** begin Data for the task **

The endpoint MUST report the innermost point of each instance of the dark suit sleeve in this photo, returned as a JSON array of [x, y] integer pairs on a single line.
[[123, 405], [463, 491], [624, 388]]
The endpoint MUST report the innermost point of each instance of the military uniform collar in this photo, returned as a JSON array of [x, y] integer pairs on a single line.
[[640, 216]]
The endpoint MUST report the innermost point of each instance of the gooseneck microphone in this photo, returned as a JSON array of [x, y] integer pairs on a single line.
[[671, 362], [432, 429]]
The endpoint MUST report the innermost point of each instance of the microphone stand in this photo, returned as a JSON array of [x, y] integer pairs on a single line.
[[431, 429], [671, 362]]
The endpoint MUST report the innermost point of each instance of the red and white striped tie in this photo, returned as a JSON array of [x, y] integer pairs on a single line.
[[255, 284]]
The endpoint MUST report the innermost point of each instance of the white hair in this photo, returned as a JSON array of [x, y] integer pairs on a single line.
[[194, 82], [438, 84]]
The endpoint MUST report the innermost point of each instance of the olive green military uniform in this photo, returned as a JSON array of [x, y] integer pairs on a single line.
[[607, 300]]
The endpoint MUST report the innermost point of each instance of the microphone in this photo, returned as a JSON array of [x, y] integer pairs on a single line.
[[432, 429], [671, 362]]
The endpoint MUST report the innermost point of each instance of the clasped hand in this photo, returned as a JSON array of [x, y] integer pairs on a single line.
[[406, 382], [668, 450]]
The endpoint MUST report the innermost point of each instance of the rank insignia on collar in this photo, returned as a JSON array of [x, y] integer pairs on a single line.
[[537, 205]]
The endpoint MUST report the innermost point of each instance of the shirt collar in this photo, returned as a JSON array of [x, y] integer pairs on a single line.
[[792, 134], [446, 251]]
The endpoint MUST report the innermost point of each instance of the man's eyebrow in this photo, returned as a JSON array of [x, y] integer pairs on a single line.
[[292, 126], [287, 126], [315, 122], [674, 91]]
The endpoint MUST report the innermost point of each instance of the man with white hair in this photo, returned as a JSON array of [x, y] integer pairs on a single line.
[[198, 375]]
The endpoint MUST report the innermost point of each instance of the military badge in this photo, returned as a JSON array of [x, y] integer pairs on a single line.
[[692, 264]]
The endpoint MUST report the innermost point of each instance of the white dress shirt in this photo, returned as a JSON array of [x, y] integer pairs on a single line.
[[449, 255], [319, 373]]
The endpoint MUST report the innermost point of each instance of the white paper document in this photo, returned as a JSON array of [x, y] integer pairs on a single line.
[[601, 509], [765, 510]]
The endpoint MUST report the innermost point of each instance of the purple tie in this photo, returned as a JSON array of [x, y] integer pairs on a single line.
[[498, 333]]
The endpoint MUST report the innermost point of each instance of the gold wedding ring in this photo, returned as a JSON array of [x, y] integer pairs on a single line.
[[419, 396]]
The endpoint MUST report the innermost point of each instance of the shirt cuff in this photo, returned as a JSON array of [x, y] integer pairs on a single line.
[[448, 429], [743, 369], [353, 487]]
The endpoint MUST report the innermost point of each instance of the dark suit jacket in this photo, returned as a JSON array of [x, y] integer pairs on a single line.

** end Data for the task **

Reproduce the full listing above verbatim, preserving every line and its order.

Written reply:
The endpoint MUST report the innermost point of each instance of the dark suit sleeve in this photo, returned as a JSON array of [x, y] integer pairs on a single line.
[[123, 405], [463, 491], [624, 388]]
The endpoint MUST report the innermost point of each instance of the military uniform collar in this photo, returned as a JSON array of [x, y] integer pairs on a single line.
[[640, 216]]
The endpoint MUST report the innermost point of each instance of the gooseneck microphone in this photo, returned as a JSON array of [x, y] integer pairs on a single line.
[[671, 362], [432, 429]]
The endpoint MUST report the innermost point of each instance of the microphone stand in this photo, returned as a JSON array of [x, y] integer pairs on a single line.
[[431, 429], [671, 362]]
The endpoint MUST report the innermost point of each instance of the red and white striped tie in this photo, returned as a JSON array of [x, y] integer pairs on a single line.
[[255, 284]]
The endpoint MUST report the innermost point of each instance of the white hair in this photo, returned as a JSON array of [x, y] integer pairs on a single line.
[[194, 82], [438, 84]]
The endpoint MUST report the innermost point of each instance of the olive green military uniform in this photo, returned as a JSON array of [x, y] integer pairs on a single line.
[[607, 300]]
The endpoint MUST report the innermost point of each instance of the microphone in this photo, returned as a JSON array of [x, y] integer pairs on a single line.
[[432, 429], [671, 362]]
The endpoint MUST report the innermost point of each instance of the clasped hand in this photo, returned as a JSON array of [x, y] integer pairs on a single line.
[[406, 382], [668, 450]]
The endpoint MUST report the innermost point of each instance of the rank insignia on collar in this photo, returned as a JSON array of [x, y] integer pairs on a single line.
[[537, 205]]
The endpoint MUST report the innermost point of each instance of the shirt collar in this photo, returned as a JSON array of [x, y] integer pairs on a single line.
[[792, 134], [446, 251]]
The endpoint MUST report the innermost point of each instance of the man's eyebrow in this photo, returned as a JSON array of [x, y] integer pairs on a single line.
[[292, 126], [287, 126], [315, 122], [674, 91]]
The endpoint MUST report the innermost point of each instance of the man with white hair in this photo, returned as a JSON array of [x, y] integer pairs on a single line.
[[198, 375]]
The endpoint MUST report the innermost point of each instance of the military badge in this photo, returned as a JSON array of [x, y] integer pairs on a single line.
[[692, 264]]
The endpoint MUST report the innermost point of each instance of the white dress shirt in this photo, returned as a JSON array of [x, y] integer pairs on a single line.
[[449, 255], [319, 373]]
The endpoint MUST report the innermost point of each instance of the white paper document in this photo, returned as a JSON array of [x, y] integer pairs on a single line.
[[601, 509], [765, 510]]
The endpoint MUST report the innermost point of each instance of the purple tie in this photo, returned as a JSON array of [x, y] integer pairs on a single line.
[[498, 333]]
The endpoint MUST report the innermost point of each instance of the gold wedding ring in this photo, returned as a JSON array of [x, y] integer pairs on a single line.
[[419, 396]]
The endpoint MUST report the innermost point of each instance of the shirt cuff in this photo, returned as a JSON array of [x, y] integer pairs on a single line.
[[448, 429], [743, 369], [353, 487]]
The endpoint MUST report the innermost point of each instance of the dark suit jacket in this photo, returned as a JSON array of [x, y] integer pairs on a single line.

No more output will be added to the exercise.